◆ Exercise brief
Retype each entry verbatim. Do not include the images.

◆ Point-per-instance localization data
■ ■ ■ ■ ■ ■ ■
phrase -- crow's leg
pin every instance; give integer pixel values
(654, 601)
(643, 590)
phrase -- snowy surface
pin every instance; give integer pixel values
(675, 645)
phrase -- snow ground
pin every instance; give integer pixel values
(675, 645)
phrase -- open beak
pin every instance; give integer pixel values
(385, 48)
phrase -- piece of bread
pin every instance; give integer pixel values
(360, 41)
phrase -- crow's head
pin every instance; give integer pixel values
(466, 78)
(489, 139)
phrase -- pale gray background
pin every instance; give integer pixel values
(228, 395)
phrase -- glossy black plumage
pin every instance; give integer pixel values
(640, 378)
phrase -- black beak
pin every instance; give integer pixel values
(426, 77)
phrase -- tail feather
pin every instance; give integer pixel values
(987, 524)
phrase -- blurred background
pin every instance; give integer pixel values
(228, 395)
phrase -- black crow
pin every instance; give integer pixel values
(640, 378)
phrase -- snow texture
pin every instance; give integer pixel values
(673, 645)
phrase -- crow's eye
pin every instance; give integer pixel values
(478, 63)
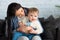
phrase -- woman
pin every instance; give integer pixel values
(15, 10)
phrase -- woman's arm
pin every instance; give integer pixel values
(39, 29)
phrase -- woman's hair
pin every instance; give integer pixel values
(33, 9)
(12, 9)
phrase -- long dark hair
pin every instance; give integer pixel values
(12, 9)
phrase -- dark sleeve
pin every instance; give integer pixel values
(47, 35)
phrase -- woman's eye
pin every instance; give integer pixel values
(35, 16)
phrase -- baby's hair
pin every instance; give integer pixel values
(32, 10)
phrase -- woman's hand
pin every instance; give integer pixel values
(32, 31)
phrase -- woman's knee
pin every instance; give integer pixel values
(23, 38)
(36, 38)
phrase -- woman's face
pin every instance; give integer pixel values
(20, 12)
(33, 16)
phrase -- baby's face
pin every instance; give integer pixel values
(20, 12)
(33, 16)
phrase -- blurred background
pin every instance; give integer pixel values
(46, 7)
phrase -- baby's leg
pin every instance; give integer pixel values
(16, 35)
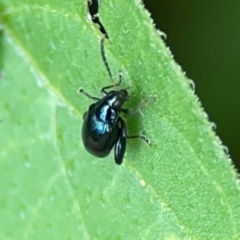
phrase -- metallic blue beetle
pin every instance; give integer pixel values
(103, 127)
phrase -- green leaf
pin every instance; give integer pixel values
(182, 187)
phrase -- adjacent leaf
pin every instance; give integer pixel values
(182, 187)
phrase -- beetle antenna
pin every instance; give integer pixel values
(105, 59)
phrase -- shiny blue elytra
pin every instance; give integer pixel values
(103, 127)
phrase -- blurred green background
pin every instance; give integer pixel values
(204, 37)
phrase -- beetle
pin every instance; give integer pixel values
(103, 127)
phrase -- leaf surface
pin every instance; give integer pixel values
(182, 187)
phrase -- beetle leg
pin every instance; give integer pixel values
(120, 146)
(88, 95)
(103, 90)
(139, 106)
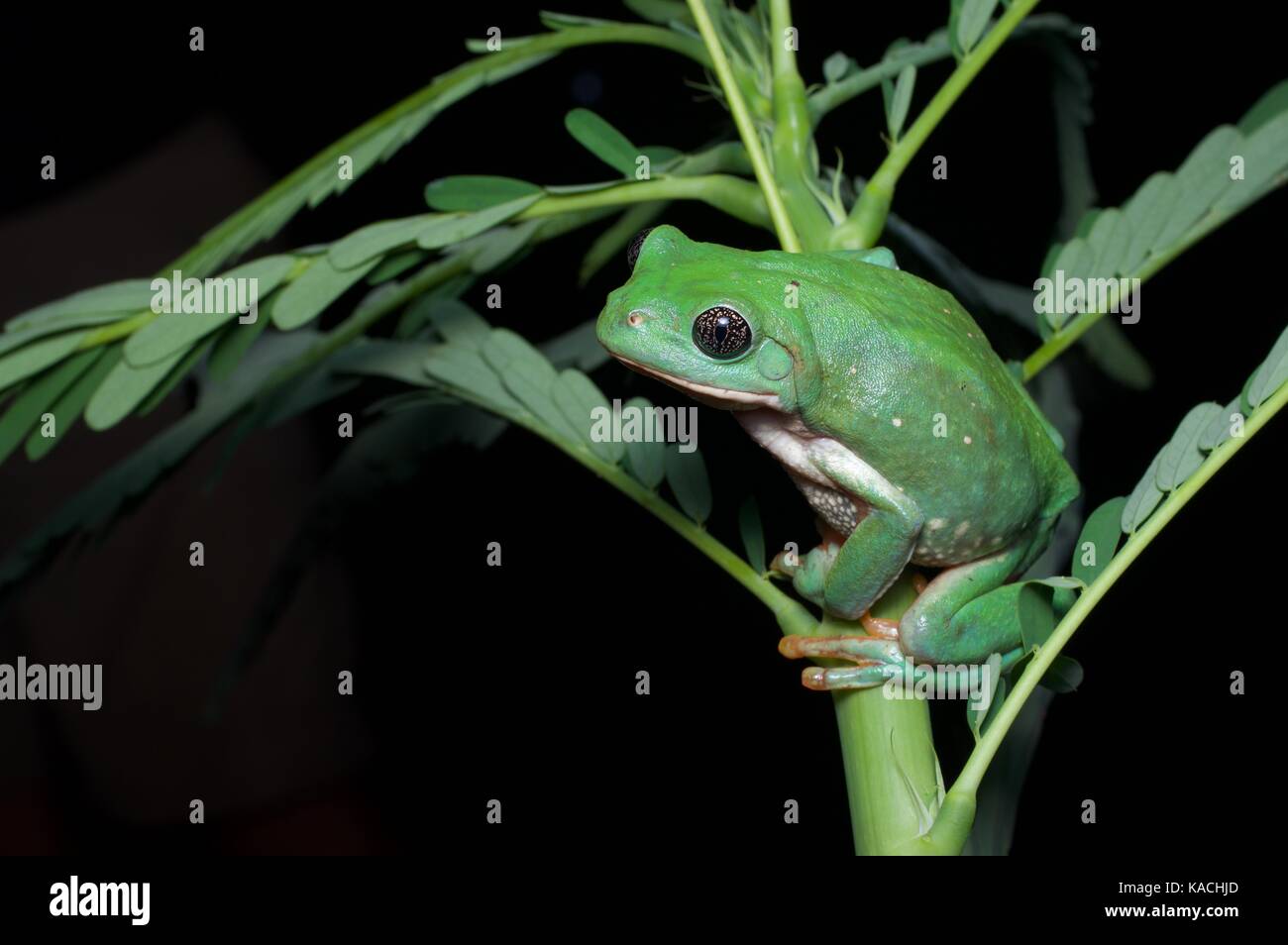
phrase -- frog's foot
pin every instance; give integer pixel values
(809, 574)
(875, 660)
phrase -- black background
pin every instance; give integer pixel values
(516, 682)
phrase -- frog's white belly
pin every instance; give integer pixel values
(840, 511)
(941, 542)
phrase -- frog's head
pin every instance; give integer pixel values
(709, 321)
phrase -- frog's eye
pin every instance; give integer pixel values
(721, 332)
(632, 250)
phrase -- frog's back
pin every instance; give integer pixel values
(913, 386)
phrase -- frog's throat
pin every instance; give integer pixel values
(721, 398)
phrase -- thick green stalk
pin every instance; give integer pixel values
(867, 219)
(889, 756)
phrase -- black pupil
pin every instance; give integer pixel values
(721, 332)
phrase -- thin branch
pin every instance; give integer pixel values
(867, 219)
(746, 129)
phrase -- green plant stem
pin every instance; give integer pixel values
(734, 196)
(794, 136)
(964, 789)
(746, 129)
(892, 777)
(833, 94)
(207, 254)
(867, 219)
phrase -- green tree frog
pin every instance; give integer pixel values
(892, 413)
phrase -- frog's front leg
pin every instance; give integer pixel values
(846, 580)
(969, 613)
(962, 617)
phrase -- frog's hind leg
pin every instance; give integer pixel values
(967, 613)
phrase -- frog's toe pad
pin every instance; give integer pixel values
(824, 680)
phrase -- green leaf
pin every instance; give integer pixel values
(37, 357)
(578, 348)
(37, 398)
(1271, 373)
(1109, 240)
(979, 717)
(174, 377)
(954, 18)
(176, 331)
(1147, 213)
(1064, 675)
(313, 291)
(661, 11)
(1109, 349)
(568, 21)
(1273, 103)
(102, 303)
(458, 322)
(1265, 155)
(67, 408)
(1219, 430)
(463, 369)
(612, 242)
(1144, 498)
(95, 506)
(837, 65)
(232, 344)
(528, 376)
(124, 389)
(376, 240)
(374, 142)
(1181, 456)
(1033, 609)
(687, 475)
(645, 460)
(501, 244)
(1098, 541)
(971, 22)
(584, 407)
(1076, 261)
(445, 231)
(898, 99)
(1199, 180)
(601, 140)
(394, 265)
(476, 192)
(752, 535)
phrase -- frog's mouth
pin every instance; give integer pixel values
(720, 398)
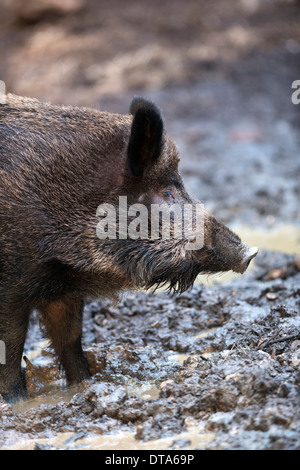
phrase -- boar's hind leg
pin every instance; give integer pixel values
(63, 322)
(13, 329)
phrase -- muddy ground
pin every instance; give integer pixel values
(216, 367)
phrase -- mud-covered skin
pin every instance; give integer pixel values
(57, 165)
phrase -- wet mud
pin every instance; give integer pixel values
(216, 367)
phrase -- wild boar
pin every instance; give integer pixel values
(58, 165)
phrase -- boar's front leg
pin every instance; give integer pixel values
(63, 322)
(13, 328)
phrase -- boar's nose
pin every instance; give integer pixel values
(249, 255)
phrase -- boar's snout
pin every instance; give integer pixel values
(249, 255)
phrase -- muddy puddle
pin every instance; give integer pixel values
(180, 372)
(218, 366)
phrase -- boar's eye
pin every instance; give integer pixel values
(169, 194)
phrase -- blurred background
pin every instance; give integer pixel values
(221, 71)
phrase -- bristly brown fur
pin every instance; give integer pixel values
(57, 165)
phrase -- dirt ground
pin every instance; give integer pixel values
(216, 367)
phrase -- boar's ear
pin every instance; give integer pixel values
(146, 138)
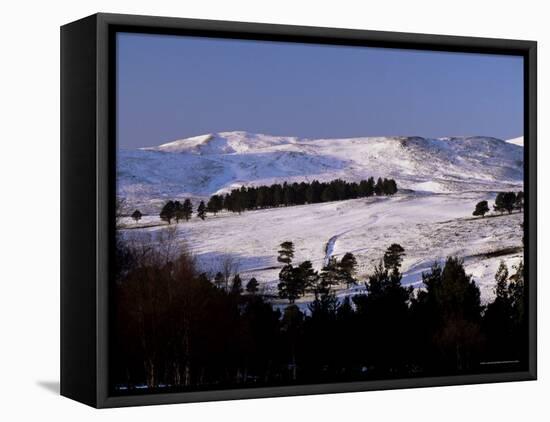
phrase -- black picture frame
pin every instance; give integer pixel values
(87, 195)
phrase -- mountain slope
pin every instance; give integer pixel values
(516, 141)
(214, 163)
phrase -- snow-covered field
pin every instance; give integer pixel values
(440, 182)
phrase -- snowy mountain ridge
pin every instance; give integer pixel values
(217, 162)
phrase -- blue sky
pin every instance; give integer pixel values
■ ■ ■ ■ ■ ■ ■
◆ Result of this exercise
phrase -- crow's leg
pin every instance; give integer pixel values
(654, 601)
(643, 590)
phrase -- snowy surface
pin every instance; give integer pixel values
(675, 645)
phrase -- snow ground
pin every instance; give integer pixel values
(675, 645)
phrase -- open beak
pin every instance; give integer pixel values
(385, 48)
phrase -- piece of bread
pin every instance; give integer pixel values
(360, 41)
phrase -- crow's head
pin every instance; give integer pixel values
(466, 78)
(489, 139)
phrase -- pale gray background
pin every instance; give integer pixel values
(228, 395)
phrase -- glossy black plumage
pin every instance; give integer pixel values
(640, 378)
phrase -- black beak
pin every instance; give integer pixel values
(426, 77)
phrase -- tail feather
pin every instance; give integer pixel values
(987, 524)
phrase -- blurred background
pin every instance; give integer pixel values
(228, 395)
phrase -- black crow
pin every instance; give integer pixel values
(640, 378)
phrase -- snow texture
pin every instance; give integer pixel values
(673, 645)
phrase -- crow's eye
pin every instance; give integer pixel values
(478, 63)
phrase -- woman
pin every instance; give integer pixel values
(15, 10)
phrase -- woman's arm
pin every instance; give integer pixel values
(39, 29)
phrase -- woman's hair
pin every instance; give integer pixel values
(33, 9)
(12, 9)
phrase -- long dark hair
pin every instance; give integer pixel values
(12, 9)
phrase -- dark sleeve
pin every instance; give integer pixel values
(47, 35)
phrase -- woman's eye
pin every instance; give integer pixel values
(35, 16)
phrase -- baby's hair
pin every instance; give integer pixel values
(32, 10)
phrase -- woman's hand
pin every instance; give integer pixel values
(32, 31)
phrase -- woman's knee
pin every instance; give integer pixel values
(23, 38)
(36, 38)
phrase -- woman's face
pin every instance; give integer pixel values
(20, 12)
(33, 16)
phrase -- baby's face
pin every instance; give integer pixel values
(20, 12)
(33, 16)
phrase -- blurred background
pin every instance; give integer pixel values
(46, 7)
phrase -- baby's leg
pin every instance; give integer pixel values
(16, 35)
phrase -- metallic blue beetle
pin every instance; give integer pixel values
(103, 127)
phrase -- green leaf
pin every instance; give integer pixel values
(182, 187)
phrase -- adjacent leaf
pin every instance; give integer pixel values
(182, 187)
phrase -- beetle antenna
pin every instance; give integer pixel values
(105, 59)
phrase -- shiny blue elytra
pin every instance; give integer pixel values
(103, 127)
phrase -- blurred green background
pin every instance; give integer pixel values
(204, 37)
phrase -- beetle
pin every instance; give integer pixel values
(103, 127)
phrase -- leaf surface
pin every instance; give integer pixel values
(182, 187)
phrase -- beetle leg
pin every instance; give integer pixel values
(120, 146)
(88, 95)
(103, 90)
(139, 106)
phrase -- frog's foot
pin every instance; give integer pixel values
(809, 574)
(875, 660)
phrase -- black background
pin every instance; give integer pixel values
(516, 682)
phrase -- frog's white belly
pin every instance; give integer pixel values
(840, 511)
(941, 542)
phrase -- frog's head
pin every instance; give integer pixel values
(709, 321)
phrase -- frog's eye
pin every instance; give integer pixel values
(721, 332)
(632, 250)
phrase -- frog's back
pin every instance; give integer pixel values
(913, 386)
phrase -- frog's throat
pin every instance; give integer pixel values
(721, 398)
phrase -- thick green stalk
pin every instance; give integer pixel values
(867, 219)
(889, 756)
phrase -- black pupil
pin every instance; give integer pixel values
(721, 332)
phrase -- thin branch
pin every instance; give integer pixel values
(867, 219)
(746, 129)
phrase -- green plant stem
pin every instance; give integer pixel values
(734, 196)
(794, 136)
(964, 789)
(746, 129)
(892, 777)
(833, 94)
(207, 254)
(867, 219)
phrase -- green tree frog
pin every instance; give integer pixel values
(892, 413)
phrase -- frog's front leg
pin every instance; give integer pixel values
(846, 580)
(969, 613)
(962, 617)
phrase -- frog's hind leg
pin every instance; give integer pixel values
(967, 613)
phrase -- frog's toe pad
pin every instance; give integer pixel values
(824, 680)
phrase -- green leaf
pin every instance; give integer pixel values
(37, 357)
(578, 348)
(37, 398)
(1271, 373)
(1109, 240)
(979, 717)
(174, 377)
(954, 18)
(176, 331)
(1147, 213)
(1064, 675)
(313, 291)
(661, 11)
(1109, 349)
(568, 21)
(1273, 103)
(102, 303)
(458, 322)
(1265, 155)
(67, 408)
(1219, 430)
(463, 369)
(612, 242)
(1144, 498)
(95, 506)
(837, 65)
(232, 344)
(528, 376)
(124, 389)
(376, 240)
(374, 142)
(1181, 456)
(1033, 609)
(687, 475)
(645, 460)
(501, 244)
(1098, 541)
(971, 22)
(584, 407)
(1076, 261)
(445, 231)
(898, 99)
(1199, 180)
(601, 140)
(394, 265)
(476, 192)
(752, 535)
phrase -- frog's mouth
pin every instance; give integer pixel values
(720, 398)
phrase -- boar's hind leg
pin every instance; give integer pixel values
(63, 322)
(13, 329)
phrase -- muddy ground
pin every instance; give integer pixel values
(216, 367)
phrase -- mud-covered skin
pin every instance; give integer pixel values
(57, 165)
phrase -- wet mud
pin every instance; give integer pixel values
(216, 367)
phrase -- wild boar
pin every instance; give integer pixel values
(58, 165)
phrase -- boar's front leg
pin every instance; give integer pixel values
(63, 322)
(13, 328)
phrase -- boar's nose
pin every instance; give integer pixel values
(249, 255)
phrase -- boar's snout
pin every instance; give integer pixel values
(249, 255)
phrase -- muddy puddle
pin every instance; give integer pixel values
(180, 372)
(218, 366)
phrase -- boar's eye
pin every instance; give integer pixel values
(169, 194)
phrase -- blurred background
pin every instance; give integer pixel values
(221, 71)
phrase -- bristly brown fur
pin every instance; give integer pixel values
(57, 165)
phrase -- dirt ground
pin every instance; give integer pixel values
(216, 367)
phrase -- boar's ear
pin every instance; give integer pixel values
(146, 138)
phrase -- black picture frame
pin every instance; give integer pixel values
(87, 195)
phrase -- mountain slope
pin every instance; give integer pixel values
(516, 141)
(214, 163)
phrase -- snow-covered field
pin every instance; give integer pixel values
(440, 182)
phrase -- snowy mountain ridge
pin every instance; give integer pixel values
(217, 162)
phrase -- blue sky
pin every instance; give integer pixel values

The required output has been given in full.